**Brief 1**
Please locate every line in the entries below that holds the word "snow", and copy each of those lines.

**Extract provided**
↓↓↓

THE government has blown US$1 million on three statues of the late Vice President Joshua Nkomo – but none of the statues are going on display anytime soon.
The Home Affairs Ministry was forced to shelve plans to erect two statues of the former nationalist leader in Bulawayo and Harare last week after his family rejected the bronze artwork as “small and pitiful”.
Home Affairs Minister Kembo Mohadi has revealed they commissioned a Zimbabwe-registered North Korean company, Mutsuddy International, to make the two bronze statues at a total cost of US$600,000. Mutsuddy is the same company which designed the bronze National Heroes Acre murals.
Mohadi said the two statues – each three metres tall – have been withdrawn for safe-keeping at the National Museum in Bulawayo.
It has now emerged that the government commissioned a THIRD statue before the Korea order, only to pull-out after realising the cost of the stone carving by sculptor David Mutasa would cost MORE.
Mohadi said: “We gave Mutasa a lot of money and he kept on asking for more.
“It later turned out that Mutasa’s statue was going to be more expensive than the North Koreans.”

↑↑↑

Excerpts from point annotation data

↓↓↓

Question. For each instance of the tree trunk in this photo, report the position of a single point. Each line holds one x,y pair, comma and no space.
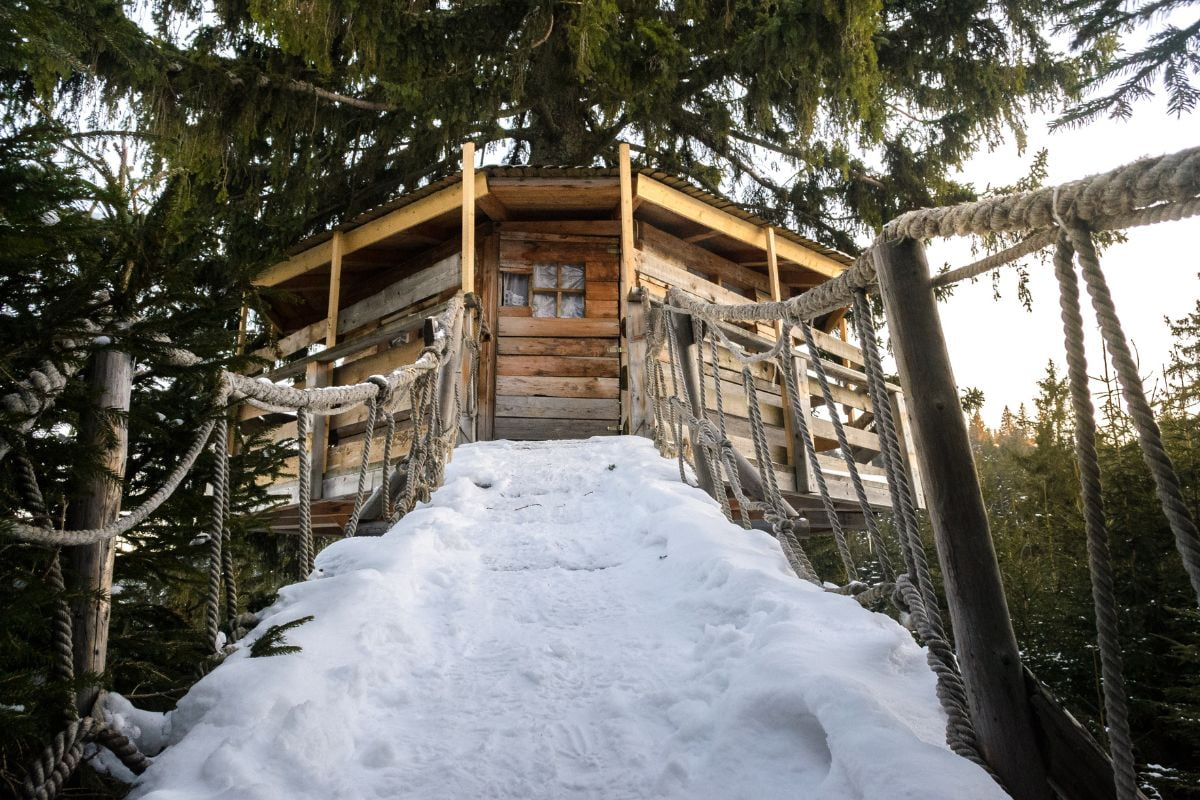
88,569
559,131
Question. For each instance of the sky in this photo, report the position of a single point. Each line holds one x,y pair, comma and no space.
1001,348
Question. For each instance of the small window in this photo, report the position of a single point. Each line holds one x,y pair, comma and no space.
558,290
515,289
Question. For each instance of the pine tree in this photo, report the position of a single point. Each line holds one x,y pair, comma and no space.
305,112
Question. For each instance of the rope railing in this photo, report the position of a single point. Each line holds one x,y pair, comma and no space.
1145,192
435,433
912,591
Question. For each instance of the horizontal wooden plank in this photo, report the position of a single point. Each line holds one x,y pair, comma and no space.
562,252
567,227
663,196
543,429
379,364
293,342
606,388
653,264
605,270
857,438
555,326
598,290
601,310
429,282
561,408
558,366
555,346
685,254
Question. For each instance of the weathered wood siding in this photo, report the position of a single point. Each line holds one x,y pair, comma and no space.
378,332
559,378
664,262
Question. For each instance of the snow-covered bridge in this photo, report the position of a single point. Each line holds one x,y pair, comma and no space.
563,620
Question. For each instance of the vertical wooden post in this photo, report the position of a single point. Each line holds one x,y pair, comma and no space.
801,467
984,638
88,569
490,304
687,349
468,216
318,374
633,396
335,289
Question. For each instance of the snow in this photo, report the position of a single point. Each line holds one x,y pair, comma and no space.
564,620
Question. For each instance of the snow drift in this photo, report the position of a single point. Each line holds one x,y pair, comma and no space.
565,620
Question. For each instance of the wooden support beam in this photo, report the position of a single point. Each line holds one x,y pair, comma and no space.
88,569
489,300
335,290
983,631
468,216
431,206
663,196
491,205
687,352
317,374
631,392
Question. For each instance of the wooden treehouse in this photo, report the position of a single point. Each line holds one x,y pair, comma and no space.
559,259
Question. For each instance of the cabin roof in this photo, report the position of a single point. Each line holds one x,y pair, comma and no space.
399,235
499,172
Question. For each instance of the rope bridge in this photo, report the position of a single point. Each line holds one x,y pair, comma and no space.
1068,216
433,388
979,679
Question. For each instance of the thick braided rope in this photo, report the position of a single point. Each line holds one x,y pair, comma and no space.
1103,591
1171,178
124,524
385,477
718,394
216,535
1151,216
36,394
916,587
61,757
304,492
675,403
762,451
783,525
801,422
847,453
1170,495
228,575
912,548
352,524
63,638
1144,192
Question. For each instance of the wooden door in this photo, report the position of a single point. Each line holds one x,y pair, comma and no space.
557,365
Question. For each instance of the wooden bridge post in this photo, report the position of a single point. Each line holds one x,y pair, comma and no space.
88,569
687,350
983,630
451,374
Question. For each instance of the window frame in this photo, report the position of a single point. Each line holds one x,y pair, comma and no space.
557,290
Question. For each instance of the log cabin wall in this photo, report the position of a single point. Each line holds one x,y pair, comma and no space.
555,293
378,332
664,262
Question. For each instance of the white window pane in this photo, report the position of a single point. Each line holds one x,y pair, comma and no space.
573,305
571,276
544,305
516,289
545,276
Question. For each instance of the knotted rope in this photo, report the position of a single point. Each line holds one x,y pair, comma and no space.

↑↑↑

**Brief 2**
In the article about the Nkomo statues, rewrite the paragraph beginning "Home Affairs Minister Kembo Mohadi has revealed" more briefly, keeping its main facts.

**Exercise solution 1**
Question. For each instance of the snow-covered bridge in this photo, report the position of a single point. Each line holds one x,y pair, comma and no space.
Question. For each instance of the snow in this photo, report the position of a single point. Each line holds one x,y pair, comma and no space.
Question. For each instance of the snow drift in this photo, report the position of a single point. Each line holds one x,y pair, comma and no space.

**Exercise solution 2**
Home Affairs Minister Kembo Mohadi said the two bronze statues were commissioned from Mutsuddy International for US$600,000 in total. Mutsuddy is a Zimbabwe-registered North Korean company that also designed the bronze National Heroes Acre murals.